**Problem:** The entries below are to be duplicated exactly, with nothing left out.

**Stored items:**
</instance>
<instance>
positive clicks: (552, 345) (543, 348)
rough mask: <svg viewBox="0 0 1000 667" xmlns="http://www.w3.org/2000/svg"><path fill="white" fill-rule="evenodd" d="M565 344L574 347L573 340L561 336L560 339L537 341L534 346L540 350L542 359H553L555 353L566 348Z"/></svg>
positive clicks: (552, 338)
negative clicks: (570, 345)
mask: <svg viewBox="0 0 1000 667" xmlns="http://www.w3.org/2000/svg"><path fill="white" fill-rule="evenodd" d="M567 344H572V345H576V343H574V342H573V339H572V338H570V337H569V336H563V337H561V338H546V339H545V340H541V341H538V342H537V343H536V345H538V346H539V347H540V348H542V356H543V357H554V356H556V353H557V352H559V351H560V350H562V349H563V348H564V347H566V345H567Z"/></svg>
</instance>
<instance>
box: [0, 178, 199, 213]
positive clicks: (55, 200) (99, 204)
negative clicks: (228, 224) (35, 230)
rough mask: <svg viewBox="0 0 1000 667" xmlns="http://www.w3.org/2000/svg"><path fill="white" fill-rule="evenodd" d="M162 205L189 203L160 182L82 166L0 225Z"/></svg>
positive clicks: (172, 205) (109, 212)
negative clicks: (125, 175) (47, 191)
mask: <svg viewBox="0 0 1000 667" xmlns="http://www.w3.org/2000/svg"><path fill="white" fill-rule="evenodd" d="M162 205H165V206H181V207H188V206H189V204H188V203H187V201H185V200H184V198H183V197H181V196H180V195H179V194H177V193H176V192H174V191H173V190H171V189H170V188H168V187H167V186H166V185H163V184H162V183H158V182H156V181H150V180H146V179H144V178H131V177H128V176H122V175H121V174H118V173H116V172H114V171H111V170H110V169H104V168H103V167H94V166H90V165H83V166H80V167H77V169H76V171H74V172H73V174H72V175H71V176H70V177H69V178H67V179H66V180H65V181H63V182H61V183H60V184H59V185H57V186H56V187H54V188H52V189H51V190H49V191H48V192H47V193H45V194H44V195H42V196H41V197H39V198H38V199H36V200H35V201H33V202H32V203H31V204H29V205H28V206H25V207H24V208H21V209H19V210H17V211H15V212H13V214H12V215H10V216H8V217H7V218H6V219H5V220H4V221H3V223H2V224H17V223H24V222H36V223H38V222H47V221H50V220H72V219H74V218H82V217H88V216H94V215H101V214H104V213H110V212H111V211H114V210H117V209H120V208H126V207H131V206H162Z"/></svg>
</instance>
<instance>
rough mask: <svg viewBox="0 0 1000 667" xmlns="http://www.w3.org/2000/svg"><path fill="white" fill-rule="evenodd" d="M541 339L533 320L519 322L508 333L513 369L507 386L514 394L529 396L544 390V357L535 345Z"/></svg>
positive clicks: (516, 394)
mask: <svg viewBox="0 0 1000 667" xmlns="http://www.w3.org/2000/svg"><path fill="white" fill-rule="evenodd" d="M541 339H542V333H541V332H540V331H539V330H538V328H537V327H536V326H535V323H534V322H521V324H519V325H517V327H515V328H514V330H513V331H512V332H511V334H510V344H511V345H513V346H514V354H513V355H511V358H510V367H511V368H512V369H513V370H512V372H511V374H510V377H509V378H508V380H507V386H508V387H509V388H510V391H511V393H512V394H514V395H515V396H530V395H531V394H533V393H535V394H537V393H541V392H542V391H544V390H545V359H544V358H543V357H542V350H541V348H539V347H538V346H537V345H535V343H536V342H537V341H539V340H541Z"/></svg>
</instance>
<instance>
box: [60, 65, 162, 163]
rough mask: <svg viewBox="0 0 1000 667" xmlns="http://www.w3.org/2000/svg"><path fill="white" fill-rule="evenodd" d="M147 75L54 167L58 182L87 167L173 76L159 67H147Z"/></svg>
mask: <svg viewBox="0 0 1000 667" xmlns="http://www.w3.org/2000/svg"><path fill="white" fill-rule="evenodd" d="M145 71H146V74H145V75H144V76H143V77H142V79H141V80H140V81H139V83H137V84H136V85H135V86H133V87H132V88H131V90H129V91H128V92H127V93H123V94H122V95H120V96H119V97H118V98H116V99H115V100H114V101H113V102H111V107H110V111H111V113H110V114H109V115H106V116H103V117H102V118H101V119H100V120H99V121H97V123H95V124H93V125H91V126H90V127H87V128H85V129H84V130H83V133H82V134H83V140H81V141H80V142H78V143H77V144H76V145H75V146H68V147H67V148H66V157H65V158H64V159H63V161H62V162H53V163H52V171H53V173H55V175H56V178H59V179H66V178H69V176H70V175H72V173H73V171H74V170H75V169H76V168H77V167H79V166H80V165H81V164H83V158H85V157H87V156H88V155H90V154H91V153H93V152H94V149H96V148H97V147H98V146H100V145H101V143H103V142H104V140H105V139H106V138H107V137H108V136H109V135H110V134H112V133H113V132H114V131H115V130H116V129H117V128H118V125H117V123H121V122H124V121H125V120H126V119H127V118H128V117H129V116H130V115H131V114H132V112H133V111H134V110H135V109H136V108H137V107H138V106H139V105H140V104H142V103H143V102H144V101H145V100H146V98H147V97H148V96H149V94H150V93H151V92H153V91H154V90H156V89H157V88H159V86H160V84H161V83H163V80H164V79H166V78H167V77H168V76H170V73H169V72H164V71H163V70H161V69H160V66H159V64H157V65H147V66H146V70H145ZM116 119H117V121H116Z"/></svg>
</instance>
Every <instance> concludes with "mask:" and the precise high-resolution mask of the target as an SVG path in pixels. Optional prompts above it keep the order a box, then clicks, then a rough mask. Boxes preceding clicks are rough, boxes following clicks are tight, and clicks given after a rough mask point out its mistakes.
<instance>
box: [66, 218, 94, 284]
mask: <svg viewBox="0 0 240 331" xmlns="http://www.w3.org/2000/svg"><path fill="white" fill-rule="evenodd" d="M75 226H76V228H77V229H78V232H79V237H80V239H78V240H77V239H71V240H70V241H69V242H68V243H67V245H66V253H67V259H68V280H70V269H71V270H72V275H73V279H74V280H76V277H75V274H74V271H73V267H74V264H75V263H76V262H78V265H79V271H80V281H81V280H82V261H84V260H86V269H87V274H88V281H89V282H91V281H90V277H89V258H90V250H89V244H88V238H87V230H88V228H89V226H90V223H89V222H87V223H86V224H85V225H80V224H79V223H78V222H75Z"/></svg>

**Response to the exercise:**
</instance>
<instance>
positive clicks: (552, 345) (543, 348)
rough mask: <svg viewBox="0 0 1000 667" xmlns="http://www.w3.org/2000/svg"><path fill="white" fill-rule="evenodd" d="M565 344L574 347L573 340L561 336L560 339L537 341L534 346L540 350L542 359H553L555 353L566 348Z"/></svg>
positive clicks: (552, 338)
negative clicks: (570, 345)
mask: <svg viewBox="0 0 1000 667" xmlns="http://www.w3.org/2000/svg"><path fill="white" fill-rule="evenodd" d="M567 344H572V345H576V343H574V342H573V339H572V338H570V337H569V336H563V337H561V338H546V339H545V340H541V341H538V342H537V343H536V345H538V346H539V347H540V348H542V356H543V357H554V356H556V353H557V352H559V351H560V350H562V349H563V348H564V347H566V345H567Z"/></svg>
</instance>
<instance>
box: [0, 178, 199, 213]
positive clicks: (55, 200) (99, 204)
negative clicks: (228, 224) (35, 230)
rough mask: <svg viewBox="0 0 1000 667" xmlns="http://www.w3.org/2000/svg"><path fill="white" fill-rule="evenodd" d="M162 205L189 203L160 182L82 166L0 225Z"/></svg>
positive clicks: (172, 205) (109, 212)
negative clicks: (125, 175) (47, 191)
mask: <svg viewBox="0 0 1000 667" xmlns="http://www.w3.org/2000/svg"><path fill="white" fill-rule="evenodd" d="M162 205H165V206H181V207H188V206H189V204H188V203H187V201H185V200H184V198H183V197H181V196H180V195H179V194H177V193H176V192H174V191H173V190H171V189H170V188H168V187H167V186H166V185H163V184H162V183H158V182H156V181H150V180H146V179H144V178H131V177H128V176H122V175H121V174H118V173H116V172H114V171H111V170H110V169H104V168H103V167H94V166H90V165H83V166H80V167H77V169H76V171H74V172H73V174H72V175H71V176H70V177H69V178H67V179H66V180H65V181H63V182H61V183H60V184H59V185H57V186H56V187H54V188H52V189H51V190H49V191H48V192H47V193H45V194H44V195H42V196H41V197H39V198H38V199H36V200H35V201H33V202H32V203H31V204H29V205H28V206H25V207H24V208H21V209H19V210H17V211H15V212H13V214H12V215H10V216H8V217H7V218H6V219H5V220H4V221H3V223H2V224H17V223H24V222H36V223H38V222H47V221H50V220H72V219H74V218H82V217H88V216H94V215H101V214H104V213H110V212H111V211H114V210H117V209H120V208H126V207H131V206H162Z"/></svg>
</instance>
<instance>
rough mask: <svg viewBox="0 0 1000 667" xmlns="http://www.w3.org/2000/svg"><path fill="white" fill-rule="evenodd" d="M541 339L533 320L519 322L508 333L513 369L507 386L514 394L529 396L544 390V357L535 345Z"/></svg>
positive clicks: (516, 394)
mask: <svg viewBox="0 0 1000 667" xmlns="http://www.w3.org/2000/svg"><path fill="white" fill-rule="evenodd" d="M541 339H542V333H541V332H540V331H539V330H538V328H537V327H536V326H535V323H534V322H521V324H519V325H517V327H515V328H514V330H513V331H512V332H511V334H510V344H511V345H513V346H514V354H513V355H511V358H510V367H511V368H512V369H513V370H512V372H511V374H510V377H509V378H508V380H507V386H508V387H509V388H510V391H511V393H512V394H514V395H515V396H530V395H531V394H533V393H535V394H537V393H541V392H542V391H544V390H545V359H544V358H543V357H542V350H541V348H539V347H538V346H537V345H535V343H536V342H537V341H539V340H541Z"/></svg>
</instance>
<instance>
box: [60, 65, 162, 163]
rough mask: <svg viewBox="0 0 1000 667" xmlns="http://www.w3.org/2000/svg"><path fill="white" fill-rule="evenodd" d="M147 75L54 167L58 182L87 167L173 76L159 67H147Z"/></svg>
mask: <svg viewBox="0 0 1000 667" xmlns="http://www.w3.org/2000/svg"><path fill="white" fill-rule="evenodd" d="M145 71H146V74H145V75H144V76H143V77H142V79H141V80H140V81H139V83H137V84H136V85H135V86H133V87H132V88H131V90H129V91H128V92H127V93H123V94H122V95H120V96H119V97H118V98H116V99H115V100H114V101H113V102H111V107H110V111H111V113H110V114H109V115H106V116H103V117H102V118H101V119H100V120H99V121H97V123H95V124H93V125H91V126H90V127H87V128H85V129H84V130H83V133H82V134H83V140H81V141H80V142H78V143H77V144H76V145H75V146H68V147H67V148H66V157H65V158H64V159H63V161H62V162H53V163H52V171H53V173H55V175H56V178H59V179H66V178H69V176H70V175H72V173H73V171H74V170H75V169H76V168H77V167H79V166H80V165H81V164H83V158H85V157H87V156H88V155H90V154H91V153H93V152H94V149H96V148H97V147H98V146H100V145H101V143H103V142H104V140H105V139H106V138H107V137H108V136H109V135H110V134H112V133H113V132H114V131H115V130H116V129H117V128H118V125H117V123H121V122H124V121H125V120H126V119H127V118H128V117H129V116H130V115H131V114H132V112H133V111H134V110H135V109H136V108H137V107H138V106H139V105H140V104H142V103H143V102H144V101H145V100H146V98H147V97H148V96H149V94H150V93H151V92H153V91H154V90H156V89H157V88H159V86H160V84H161V83H163V80H164V79H166V78H167V77H168V76H170V73H169V72H164V71H163V70H161V69H160V66H159V64H157V65H147V66H146V70H145ZM116 119H117V121H116Z"/></svg>
</instance>
Every <instance> concludes with "mask:" and the precise high-resolution mask of the target as an SVG path in pixels. Optional prompts above it keep the order a box, then clicks, then a rough mask. Boxes preceding clicks are rough, boxes following clicks are tight, and clicks given after a rough mask point out its mistakes.
<instance>
box: [66, 218, 94, 284]
mask: <svg viewBox="0 0 240 331" xmlns="http://www.w3.org/2000/svg"><path fill="white" fill-rule="evenodd" d="M75 226H76V228H77V229H78V232H79V237H80V239H78V240H77V239H71V240H70V241H69V242H68V243H67V245H66V253H67V259H68V280H70V269H71V270H72V275H73V279H74V280H76V277H75V274H74V271H73V267H74V264H75V263H76V262H78V265H79V271H80V281H81V280H82V261H84V260H86V269H87V274H88V281H89V282H91V281H90V277H89V258H90V250H89V244H88V238H87V230H88V228H89V226H90V223H89V222H87V223H86V224H85V225H80V224H79V223H78V222H75Z"/></svg>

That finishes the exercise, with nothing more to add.